Your task
Which lines in the records below contain the string "dark"? Pick out each one and copy it whole, counting only matches in the same case.

#### Dataset records

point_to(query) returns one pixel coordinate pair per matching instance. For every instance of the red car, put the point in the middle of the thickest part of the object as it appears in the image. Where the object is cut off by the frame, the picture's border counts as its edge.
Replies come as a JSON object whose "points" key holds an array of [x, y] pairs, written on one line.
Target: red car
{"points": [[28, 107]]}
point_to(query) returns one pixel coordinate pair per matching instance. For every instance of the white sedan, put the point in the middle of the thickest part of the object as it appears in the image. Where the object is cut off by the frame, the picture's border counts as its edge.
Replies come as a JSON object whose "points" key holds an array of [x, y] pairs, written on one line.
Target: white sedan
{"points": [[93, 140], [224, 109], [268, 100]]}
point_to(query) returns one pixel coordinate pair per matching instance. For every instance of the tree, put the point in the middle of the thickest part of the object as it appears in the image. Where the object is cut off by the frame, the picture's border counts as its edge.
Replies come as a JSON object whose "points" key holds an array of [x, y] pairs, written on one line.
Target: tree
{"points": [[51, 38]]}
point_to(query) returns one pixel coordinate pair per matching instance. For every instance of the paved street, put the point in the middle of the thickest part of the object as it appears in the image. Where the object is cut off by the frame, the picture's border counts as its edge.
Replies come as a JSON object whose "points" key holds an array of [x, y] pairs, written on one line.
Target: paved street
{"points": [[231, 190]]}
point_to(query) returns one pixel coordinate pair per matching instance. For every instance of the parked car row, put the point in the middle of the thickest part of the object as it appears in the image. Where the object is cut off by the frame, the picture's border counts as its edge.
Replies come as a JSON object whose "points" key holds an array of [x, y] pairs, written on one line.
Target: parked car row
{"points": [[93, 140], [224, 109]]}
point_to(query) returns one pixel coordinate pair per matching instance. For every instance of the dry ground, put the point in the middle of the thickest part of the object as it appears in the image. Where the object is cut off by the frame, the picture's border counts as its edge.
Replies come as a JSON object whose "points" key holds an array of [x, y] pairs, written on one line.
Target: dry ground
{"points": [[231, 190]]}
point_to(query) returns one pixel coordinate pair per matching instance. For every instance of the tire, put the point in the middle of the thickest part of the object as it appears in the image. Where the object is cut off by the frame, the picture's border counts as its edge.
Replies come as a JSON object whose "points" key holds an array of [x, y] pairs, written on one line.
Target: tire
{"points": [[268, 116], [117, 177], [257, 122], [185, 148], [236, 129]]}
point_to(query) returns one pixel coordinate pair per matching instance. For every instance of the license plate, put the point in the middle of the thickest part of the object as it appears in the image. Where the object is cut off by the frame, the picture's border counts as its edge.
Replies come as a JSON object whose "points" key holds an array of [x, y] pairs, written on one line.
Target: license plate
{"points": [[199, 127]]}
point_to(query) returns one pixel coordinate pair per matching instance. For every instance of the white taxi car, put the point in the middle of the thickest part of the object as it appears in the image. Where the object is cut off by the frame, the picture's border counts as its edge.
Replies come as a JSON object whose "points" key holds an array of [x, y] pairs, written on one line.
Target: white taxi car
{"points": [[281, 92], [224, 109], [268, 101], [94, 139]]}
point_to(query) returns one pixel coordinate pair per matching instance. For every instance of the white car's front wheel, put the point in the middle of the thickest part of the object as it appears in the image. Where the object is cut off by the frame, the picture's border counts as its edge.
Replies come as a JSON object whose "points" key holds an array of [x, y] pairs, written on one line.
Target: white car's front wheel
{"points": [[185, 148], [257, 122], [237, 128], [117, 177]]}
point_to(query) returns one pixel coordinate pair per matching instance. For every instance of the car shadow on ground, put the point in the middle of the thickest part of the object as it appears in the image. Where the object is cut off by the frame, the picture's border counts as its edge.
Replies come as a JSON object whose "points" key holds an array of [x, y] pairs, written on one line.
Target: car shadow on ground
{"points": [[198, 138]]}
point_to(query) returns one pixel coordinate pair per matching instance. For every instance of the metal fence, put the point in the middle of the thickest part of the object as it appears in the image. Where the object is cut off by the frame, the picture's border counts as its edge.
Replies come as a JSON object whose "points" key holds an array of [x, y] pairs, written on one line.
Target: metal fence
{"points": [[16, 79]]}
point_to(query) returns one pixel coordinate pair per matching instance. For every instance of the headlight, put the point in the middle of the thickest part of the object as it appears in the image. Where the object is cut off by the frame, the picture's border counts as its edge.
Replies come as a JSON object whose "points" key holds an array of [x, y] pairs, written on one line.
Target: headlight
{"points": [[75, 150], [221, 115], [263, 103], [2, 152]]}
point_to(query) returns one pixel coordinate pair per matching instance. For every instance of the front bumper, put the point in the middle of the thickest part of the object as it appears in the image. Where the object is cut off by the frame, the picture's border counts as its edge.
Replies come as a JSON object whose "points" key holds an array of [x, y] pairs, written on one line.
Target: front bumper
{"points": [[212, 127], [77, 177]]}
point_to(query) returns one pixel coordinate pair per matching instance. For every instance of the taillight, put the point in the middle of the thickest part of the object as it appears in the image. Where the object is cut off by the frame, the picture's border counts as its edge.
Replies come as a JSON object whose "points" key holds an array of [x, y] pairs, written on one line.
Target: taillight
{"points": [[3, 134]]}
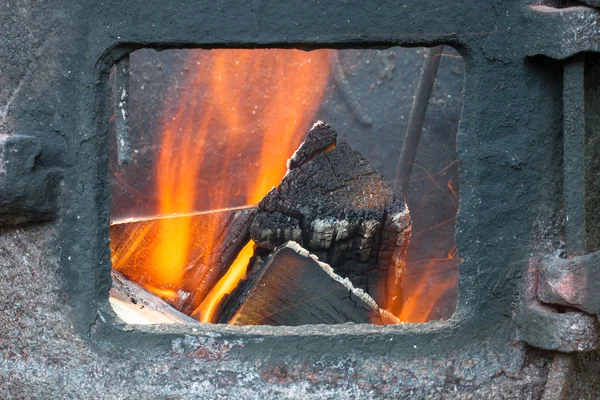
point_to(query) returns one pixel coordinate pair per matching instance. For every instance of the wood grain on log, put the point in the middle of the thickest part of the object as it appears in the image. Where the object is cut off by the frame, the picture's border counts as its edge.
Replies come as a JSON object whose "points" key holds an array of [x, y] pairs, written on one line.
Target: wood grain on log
{"points": [[291, 287], [339, 208], [216, 238], [135, 305]]}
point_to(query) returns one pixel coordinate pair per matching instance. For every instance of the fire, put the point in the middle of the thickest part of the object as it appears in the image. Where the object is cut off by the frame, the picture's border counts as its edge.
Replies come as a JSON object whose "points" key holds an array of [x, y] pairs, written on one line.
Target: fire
{"points": [[225, 140], [206, 311]]}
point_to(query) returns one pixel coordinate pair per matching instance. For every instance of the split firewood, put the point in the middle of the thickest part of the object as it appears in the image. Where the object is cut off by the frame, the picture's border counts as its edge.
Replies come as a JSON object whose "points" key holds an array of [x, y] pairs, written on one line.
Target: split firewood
{"points": [[291, 287], [215, 238], [135, 305], [338, 207]]}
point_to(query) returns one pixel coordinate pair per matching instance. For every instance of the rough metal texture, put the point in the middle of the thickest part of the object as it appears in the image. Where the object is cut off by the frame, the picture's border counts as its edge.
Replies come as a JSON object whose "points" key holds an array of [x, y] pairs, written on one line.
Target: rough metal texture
{"points": [[544, 327], [26, 192], [42, 356], [571, 282], [59, 339]]}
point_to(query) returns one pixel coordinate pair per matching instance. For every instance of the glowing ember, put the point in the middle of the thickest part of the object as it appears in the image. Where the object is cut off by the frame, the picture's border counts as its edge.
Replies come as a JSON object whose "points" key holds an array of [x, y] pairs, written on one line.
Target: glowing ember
{"points": [[225, 144], [232, 119]]}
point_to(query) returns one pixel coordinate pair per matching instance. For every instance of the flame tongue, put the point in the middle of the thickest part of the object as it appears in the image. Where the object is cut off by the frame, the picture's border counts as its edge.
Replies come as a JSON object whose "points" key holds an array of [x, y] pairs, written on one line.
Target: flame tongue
{"points": [[206, 312], [225, 141]]}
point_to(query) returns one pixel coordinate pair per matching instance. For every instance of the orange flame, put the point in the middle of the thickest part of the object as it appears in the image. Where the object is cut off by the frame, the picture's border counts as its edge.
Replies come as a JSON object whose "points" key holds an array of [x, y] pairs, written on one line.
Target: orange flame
{"points": [[228, 133], [206, 311]]}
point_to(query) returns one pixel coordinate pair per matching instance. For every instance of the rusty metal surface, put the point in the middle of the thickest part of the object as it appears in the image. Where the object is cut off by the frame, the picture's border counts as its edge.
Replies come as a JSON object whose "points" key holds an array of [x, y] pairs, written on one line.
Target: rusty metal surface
{"points": [[573, 282], [558, 377], [546, 328]]}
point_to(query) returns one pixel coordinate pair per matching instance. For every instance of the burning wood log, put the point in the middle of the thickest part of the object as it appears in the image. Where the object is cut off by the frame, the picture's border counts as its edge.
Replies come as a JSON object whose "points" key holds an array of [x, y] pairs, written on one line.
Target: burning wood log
{"points": [[339, 208], [135, 305], [291, 287], [190, 269]]}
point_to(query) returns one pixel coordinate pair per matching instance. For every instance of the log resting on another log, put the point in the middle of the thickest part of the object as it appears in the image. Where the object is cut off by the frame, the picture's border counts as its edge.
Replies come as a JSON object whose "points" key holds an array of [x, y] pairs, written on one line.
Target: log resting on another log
{"points": [[135, 305], [338, 207], [291, 287], [215, 240]]}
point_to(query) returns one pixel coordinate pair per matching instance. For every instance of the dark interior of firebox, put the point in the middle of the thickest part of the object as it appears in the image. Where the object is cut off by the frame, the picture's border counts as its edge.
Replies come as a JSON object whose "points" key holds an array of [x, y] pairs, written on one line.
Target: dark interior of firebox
{"points": [[270, 186]]}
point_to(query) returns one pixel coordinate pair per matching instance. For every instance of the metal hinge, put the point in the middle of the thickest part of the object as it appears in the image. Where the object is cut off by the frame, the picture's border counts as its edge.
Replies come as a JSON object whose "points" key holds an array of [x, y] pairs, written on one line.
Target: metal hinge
{"points": [[554, 315]]}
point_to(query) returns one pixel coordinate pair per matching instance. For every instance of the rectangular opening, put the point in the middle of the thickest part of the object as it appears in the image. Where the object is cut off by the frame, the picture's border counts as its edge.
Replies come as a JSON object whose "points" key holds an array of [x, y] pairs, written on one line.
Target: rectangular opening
{"points": [[199, 234]]}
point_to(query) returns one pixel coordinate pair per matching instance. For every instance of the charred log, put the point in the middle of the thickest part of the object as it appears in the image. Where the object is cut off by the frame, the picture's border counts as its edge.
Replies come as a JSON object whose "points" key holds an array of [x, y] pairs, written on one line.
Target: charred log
{"points": [[343, 211], [291, 287]]}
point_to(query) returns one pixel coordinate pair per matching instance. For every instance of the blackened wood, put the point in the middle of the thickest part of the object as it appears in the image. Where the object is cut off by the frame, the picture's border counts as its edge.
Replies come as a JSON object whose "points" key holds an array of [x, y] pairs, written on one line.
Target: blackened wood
{"points": [[320, 138], [347, 214], [135, 305], [293, 288], [217, 237]]}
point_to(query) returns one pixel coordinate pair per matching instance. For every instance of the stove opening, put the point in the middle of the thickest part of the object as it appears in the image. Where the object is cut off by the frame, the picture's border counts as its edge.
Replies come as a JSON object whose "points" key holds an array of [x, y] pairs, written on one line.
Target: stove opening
{"points": [[285, 187]]}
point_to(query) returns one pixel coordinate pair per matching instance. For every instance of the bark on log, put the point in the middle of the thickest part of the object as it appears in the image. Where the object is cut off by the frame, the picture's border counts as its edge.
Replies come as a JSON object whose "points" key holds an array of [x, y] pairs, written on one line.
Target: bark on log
{"points": [[334, 203], [135, 305], [291, 288], [216, 239]]}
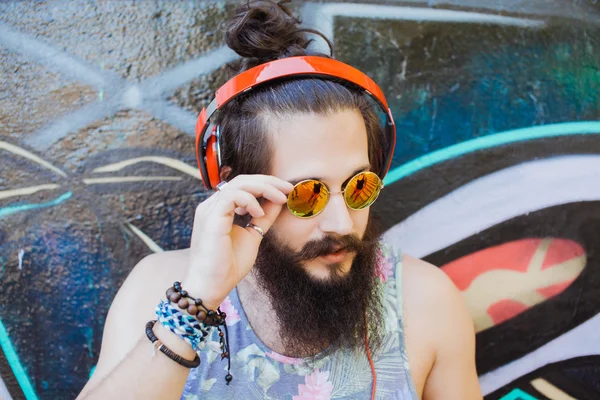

########

Worked solution
point_to(query) returns one pixel coordinate pair per matching instance. For every instance of the dark interior of firebox, put the point in the middle of the thickest part of the object as it appears in the image. Where the object is cut off by the frame, the picture's border counts as its edge.
Target: dark interior of firebox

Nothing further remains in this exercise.